● EXERCICE: Veuillez redonner, à l'identique et en entier, l'extrait ci-dessous sur le droit de préférence des propriétaires de parcelles boisées contiguës.

● EXTRAIT:
Vu l'article L. 331-19 du code forestier, dans sa rédaction applicable en la cause, et l'article 1589, alinéa 1, du code civil :

6. Selon le premier de ces textes, en cas de vente d'une propriété classée au cadastre en nature de bois et forêts et d'une superficie totale inférieure à quatre hectares, les propriétaires d'une parcelle boisée contiguë bénéficient d'un droit de préférence.

Le vendeur est tenu de leur notifier le prix et les conditions de la cession projetée, par lettre recommandée avec demande d'avis de réception ou, lorsque le nombre de notifications est égal ou supérieur à dix, par voie d'affichage en mairie durant un mois et de publication d'un avis dans un journal d'annonces légales. Tout propriétaire d'une parcelle boisée contiguë dispose d'un délai de deux mois à compter de la notification pour faire connaître au vendeur, par lettre recommandée avec demande d'avis de réception ou par remise contre récépissé, qu'il exerce son droit de préférence aux prix et conditions qui lui sont indiqués par le vendeur. Lorsque plusieurs propriétaires de parcelles contiguës exercent leur droit de préférence, le vendeur choisit librement celui auquel il souhaite céder son bien.

(Entrées tirées d'une collection)
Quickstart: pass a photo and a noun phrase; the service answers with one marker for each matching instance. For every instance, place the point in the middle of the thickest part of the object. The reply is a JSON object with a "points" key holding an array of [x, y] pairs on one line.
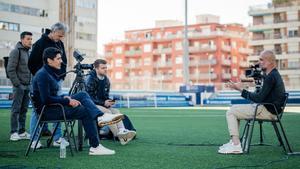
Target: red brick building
{"points": [[152, 59]]}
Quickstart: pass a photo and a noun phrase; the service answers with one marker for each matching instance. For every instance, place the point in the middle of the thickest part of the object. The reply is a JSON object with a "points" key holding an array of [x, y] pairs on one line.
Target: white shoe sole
{"points": [[97, 154], [127, 137], [113, 121], [232, 152]]}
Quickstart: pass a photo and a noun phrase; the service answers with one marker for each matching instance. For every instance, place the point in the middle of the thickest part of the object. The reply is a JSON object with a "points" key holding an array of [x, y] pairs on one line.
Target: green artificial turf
{"points": [[175, 139]]}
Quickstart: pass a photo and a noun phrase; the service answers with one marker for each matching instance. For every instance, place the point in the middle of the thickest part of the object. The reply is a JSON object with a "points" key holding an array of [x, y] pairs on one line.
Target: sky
{"points": [[117, 16]]}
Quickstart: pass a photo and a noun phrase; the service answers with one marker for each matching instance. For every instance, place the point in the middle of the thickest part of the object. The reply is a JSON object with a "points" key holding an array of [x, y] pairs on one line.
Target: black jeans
{"points": [[87, 112]]}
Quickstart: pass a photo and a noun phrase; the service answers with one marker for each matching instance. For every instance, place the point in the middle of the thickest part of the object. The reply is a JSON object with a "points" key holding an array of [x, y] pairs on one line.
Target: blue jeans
{"points": [[87, 112], [33, 123]]}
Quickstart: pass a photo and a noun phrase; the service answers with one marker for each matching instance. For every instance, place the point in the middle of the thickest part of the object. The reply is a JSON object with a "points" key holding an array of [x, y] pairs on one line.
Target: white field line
{"points": [[187, 116], [287, 109]]}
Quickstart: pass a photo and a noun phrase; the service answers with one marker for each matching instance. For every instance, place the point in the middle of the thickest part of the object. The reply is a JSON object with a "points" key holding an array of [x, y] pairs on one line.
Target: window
{"points": [[147, 48], [234, 72], [85, 36], [293, 33], [178, 72], [178, 60], [86, 4], [178, 45], [118, 75], [147, 61], [9, 26], [118, 63], [23, 10], [119, 50], [234, 59]]}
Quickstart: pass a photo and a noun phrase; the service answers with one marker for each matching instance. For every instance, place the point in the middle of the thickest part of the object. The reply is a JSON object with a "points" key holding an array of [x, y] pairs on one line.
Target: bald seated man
{"points": [[272, 91]]}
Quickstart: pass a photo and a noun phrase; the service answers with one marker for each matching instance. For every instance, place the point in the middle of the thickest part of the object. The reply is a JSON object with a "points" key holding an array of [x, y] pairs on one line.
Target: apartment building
{"points": [[152, 59], [34, 15], [276, 27]]}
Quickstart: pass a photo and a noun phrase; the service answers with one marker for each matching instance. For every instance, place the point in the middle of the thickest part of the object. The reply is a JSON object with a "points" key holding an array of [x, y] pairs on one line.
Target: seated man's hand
{"points": [[108, 103], [235, 86], [74, 103], [67, 97]]}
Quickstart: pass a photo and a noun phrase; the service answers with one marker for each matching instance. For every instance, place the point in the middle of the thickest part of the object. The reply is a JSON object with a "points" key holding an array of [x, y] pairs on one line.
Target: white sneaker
{"points": [[226, 144], [126, 136], [101, 150], [38, 146], [24, 136], [231, 149], [57, 142], [108, 119], [14, 137]]}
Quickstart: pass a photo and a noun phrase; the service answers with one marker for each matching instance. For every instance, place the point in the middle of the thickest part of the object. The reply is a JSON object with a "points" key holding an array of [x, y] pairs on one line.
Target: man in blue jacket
{"points": [[51, 38], [79, 106], [98, 87]]}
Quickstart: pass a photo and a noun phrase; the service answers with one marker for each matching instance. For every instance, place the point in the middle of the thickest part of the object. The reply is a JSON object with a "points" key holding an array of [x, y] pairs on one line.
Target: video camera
{"points": [[257, 74], [254, 72], [79, 58]]}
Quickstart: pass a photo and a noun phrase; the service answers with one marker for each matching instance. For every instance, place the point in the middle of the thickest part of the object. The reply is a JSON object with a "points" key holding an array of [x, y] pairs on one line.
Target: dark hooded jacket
{"points": [[98, 89]]}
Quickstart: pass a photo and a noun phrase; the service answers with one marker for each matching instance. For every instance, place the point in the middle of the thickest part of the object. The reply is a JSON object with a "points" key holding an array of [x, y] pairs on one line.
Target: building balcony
{"points": [[162, 77], [163, 50], [207, 48], [226, 62], [108, 54], [289, 72], [133, 52], [203, 76], [226, 76], [266, 9], [272, 25], [226, 48], [272, 40], [162, 64], [133, 65], [283, 55], [245, 50], [244, 64], [203, 62]]}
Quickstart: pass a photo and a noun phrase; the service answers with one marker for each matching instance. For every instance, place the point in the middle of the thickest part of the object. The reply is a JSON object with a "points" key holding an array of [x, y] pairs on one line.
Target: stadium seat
{"points": [[58, 108], [248, 129]]}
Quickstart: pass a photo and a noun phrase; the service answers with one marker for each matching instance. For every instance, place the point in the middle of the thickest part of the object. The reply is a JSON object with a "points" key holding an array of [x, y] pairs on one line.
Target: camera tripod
{"points": [[77, 86]]}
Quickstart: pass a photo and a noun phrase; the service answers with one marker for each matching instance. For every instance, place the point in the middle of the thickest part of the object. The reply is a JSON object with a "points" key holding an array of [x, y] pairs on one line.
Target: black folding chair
{"points": [[59, 108], [248, 129]]}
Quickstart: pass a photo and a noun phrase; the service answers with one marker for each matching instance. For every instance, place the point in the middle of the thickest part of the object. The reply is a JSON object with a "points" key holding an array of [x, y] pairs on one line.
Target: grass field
{"points": [[174, 139]]}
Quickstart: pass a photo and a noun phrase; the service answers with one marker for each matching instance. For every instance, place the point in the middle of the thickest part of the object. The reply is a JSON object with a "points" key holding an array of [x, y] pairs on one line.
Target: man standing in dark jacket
{"points": [[20, 77], [78, 106], [98, 87], [51, 38], [272, 91]]}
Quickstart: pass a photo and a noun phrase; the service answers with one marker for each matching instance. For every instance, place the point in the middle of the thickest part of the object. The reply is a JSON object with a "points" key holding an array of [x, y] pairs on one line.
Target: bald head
{"points": [[267, 61], [269, 56]]}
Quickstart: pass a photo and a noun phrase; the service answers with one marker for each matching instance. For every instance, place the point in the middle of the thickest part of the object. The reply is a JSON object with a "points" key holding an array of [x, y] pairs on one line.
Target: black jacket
{"points": [[35, 61], [272, 91], [97, 89], [17, 69], [45, 87]]}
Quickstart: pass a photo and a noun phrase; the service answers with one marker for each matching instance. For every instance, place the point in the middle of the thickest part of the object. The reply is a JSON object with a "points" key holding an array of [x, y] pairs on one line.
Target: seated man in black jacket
{"points": [[78, 106], [98, 87], [272, 91]]}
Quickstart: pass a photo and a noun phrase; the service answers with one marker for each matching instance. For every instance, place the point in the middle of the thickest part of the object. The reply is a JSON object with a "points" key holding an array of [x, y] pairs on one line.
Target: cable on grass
{"points": [[285, 158]]}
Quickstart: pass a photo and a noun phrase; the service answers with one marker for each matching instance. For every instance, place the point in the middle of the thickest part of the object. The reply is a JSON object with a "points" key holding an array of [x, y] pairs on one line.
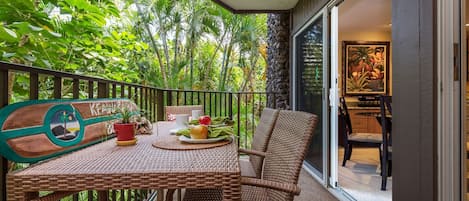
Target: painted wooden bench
{"points": [[36, 130]]}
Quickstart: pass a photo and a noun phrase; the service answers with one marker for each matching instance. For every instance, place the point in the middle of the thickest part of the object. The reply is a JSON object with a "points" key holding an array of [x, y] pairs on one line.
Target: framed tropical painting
{"points": [[365, 67]]}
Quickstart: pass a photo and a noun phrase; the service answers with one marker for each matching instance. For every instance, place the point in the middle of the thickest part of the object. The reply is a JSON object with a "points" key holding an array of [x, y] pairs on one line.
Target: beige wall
{"points": [[364, 36]]}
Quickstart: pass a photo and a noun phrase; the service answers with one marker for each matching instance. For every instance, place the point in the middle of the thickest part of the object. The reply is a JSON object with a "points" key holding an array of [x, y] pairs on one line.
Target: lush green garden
{"points": [[183, 44]]}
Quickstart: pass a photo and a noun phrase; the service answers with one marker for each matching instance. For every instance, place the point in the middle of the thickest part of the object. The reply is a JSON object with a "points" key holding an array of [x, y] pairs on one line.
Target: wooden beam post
{"points": [[159, 105], [3, 161]]}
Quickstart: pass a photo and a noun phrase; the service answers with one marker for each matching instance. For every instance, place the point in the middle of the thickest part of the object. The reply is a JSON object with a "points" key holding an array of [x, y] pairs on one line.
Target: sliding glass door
{"points": [[310, 75]]}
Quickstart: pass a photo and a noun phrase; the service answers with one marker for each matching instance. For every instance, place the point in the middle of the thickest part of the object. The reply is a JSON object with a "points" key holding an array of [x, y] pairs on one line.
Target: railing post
{"points": [[90, 89], [57, 87], [76, 88], [159, 105], [33, 86], [3, 162], [114, 90], [122, 90], [103, 90], [230, 107], [169, 93]]}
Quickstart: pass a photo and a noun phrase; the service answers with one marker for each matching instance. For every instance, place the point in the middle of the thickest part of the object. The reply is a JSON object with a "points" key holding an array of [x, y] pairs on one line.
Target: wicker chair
{"points": [[386, 153], [253, 166], [186, 109], [352, 138], [282, 164]]}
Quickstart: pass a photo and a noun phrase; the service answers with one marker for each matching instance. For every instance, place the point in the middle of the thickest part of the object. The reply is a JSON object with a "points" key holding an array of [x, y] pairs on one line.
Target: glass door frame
{"points": [[451, 95], [330, 91], [325, 93]]}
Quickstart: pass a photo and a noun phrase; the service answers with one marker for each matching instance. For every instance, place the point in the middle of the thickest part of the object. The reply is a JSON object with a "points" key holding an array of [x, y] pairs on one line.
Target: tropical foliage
{"points": [[185, 44]]}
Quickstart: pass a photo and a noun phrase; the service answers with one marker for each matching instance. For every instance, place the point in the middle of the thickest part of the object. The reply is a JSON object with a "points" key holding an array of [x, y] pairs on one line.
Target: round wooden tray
{"points": [[172, 142], [126, 143]]}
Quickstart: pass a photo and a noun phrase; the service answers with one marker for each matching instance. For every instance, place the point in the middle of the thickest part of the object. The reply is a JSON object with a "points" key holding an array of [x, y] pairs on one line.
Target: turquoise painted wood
{"points": [[35, 130]]}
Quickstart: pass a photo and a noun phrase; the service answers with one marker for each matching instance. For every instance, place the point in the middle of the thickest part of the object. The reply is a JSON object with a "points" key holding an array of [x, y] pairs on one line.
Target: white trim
{"points": [[448, 133], [334, 97], [463, 126], [325, 132]]}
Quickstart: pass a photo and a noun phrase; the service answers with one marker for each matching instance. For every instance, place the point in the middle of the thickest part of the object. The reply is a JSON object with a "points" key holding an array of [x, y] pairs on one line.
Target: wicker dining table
{"points": [[106, 166]]}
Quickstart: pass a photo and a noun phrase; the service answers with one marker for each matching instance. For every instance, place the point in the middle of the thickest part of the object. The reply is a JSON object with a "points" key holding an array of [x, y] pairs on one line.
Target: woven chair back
{"points": [[262, 136], [286, 150], [185, 109]]}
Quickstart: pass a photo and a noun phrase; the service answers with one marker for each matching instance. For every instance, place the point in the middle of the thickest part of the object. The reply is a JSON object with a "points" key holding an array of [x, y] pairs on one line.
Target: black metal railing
{"points": [[243, 107]]}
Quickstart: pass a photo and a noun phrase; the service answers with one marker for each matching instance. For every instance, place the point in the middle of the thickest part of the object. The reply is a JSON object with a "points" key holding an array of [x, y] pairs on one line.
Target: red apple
{"points": [[205, 120]]}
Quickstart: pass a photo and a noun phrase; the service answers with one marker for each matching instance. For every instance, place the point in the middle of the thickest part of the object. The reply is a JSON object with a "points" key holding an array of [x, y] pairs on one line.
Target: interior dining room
{"points": [[365, 74]]}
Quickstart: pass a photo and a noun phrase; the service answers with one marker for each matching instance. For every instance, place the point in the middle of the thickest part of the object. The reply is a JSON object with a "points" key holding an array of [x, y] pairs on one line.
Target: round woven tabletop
{"points": [[172, 142]]}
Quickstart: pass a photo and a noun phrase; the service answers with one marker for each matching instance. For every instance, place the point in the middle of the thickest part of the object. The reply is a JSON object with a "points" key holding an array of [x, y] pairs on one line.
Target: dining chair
{"points": [[260, 140], [283, 160], [354, 139], [183, 109], [386, 148]]}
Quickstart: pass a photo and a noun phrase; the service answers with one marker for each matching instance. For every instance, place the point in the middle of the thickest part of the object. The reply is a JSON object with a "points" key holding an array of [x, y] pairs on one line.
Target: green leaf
{"points": [[30, 58], [8, 34], [35, 28], [8, 54]]}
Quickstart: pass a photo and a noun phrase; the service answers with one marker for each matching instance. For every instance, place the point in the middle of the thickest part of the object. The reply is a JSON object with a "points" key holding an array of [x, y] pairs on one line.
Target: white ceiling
{"points": [[365, 15], [240, 5]]}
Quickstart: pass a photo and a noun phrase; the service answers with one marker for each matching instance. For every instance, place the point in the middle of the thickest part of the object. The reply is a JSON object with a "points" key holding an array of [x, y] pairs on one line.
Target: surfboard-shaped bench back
{"points": [[35, 130]]}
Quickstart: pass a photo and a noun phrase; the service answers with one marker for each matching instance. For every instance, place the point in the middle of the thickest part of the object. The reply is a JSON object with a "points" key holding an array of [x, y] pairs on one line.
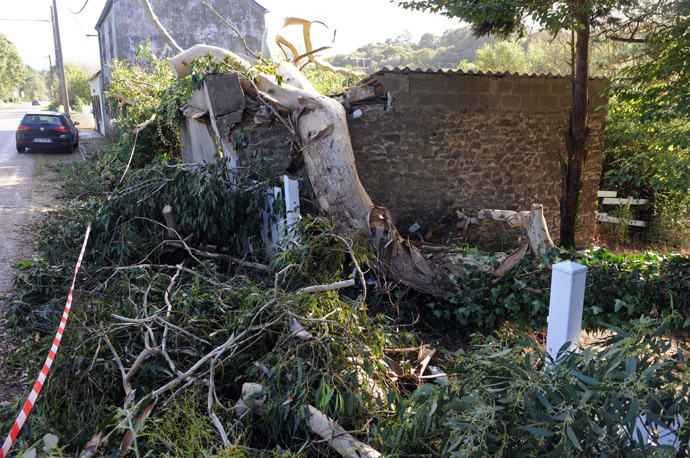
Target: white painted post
{"points": [[565, 307], [291, 200]]}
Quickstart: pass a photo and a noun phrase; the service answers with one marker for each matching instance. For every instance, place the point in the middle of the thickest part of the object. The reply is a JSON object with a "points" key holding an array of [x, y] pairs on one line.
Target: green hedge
{"points": [[619, 288]]}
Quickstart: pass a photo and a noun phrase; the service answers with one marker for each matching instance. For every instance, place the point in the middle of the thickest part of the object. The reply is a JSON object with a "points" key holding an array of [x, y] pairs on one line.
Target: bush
{"points": [[503, 402], [619, 288]]}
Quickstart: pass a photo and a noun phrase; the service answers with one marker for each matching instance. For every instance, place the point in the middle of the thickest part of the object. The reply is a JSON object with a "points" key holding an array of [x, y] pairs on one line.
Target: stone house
{"points": [[468, 141], [122, 25]]}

● CORRIGÉ:
Vu l'article L. 331-19 du code forestier, dans sa rédaction applicable en la cause, et l'article 1589, alinéa 1, du code civil :

6. Selon le premier de ces textes, en cas de vente d'une propriété classée au cadastre en nature de bois et forêts et d'une superficie totale inférieure à quatre hectares, les propriétaires d'une parcelle boisée contiguë bénéficient d'un droit de préférence.

Le vendeur est tenu de leur notifier le prix et les conditions de la cession projetée, par lettre recommandée avec demande d'avis de réception ou, lorsque le nombre de notifications est égal ou supérieur à dix, par voie d'affichage en mairie durant un mois et de publication d'un avis dans un journal d'annonces légales. Tout propriétaire d'une parcelle boisée contiguë dispose d'un délai de deux mois à compter de la notification pour faire connaître au vendeur, par lettre recommandée avec demande d'avis de réception ou par remise contre récépissé, qu'il exerce son droit de préférence aux prix et conditions qui lui sont indiqués par le vendeur. Lorsque plusieurs propriétaires de parcelles contiguës exercent leur droit de préférence, le vendeur choisit librement celui auquel il souhaite céder son bien.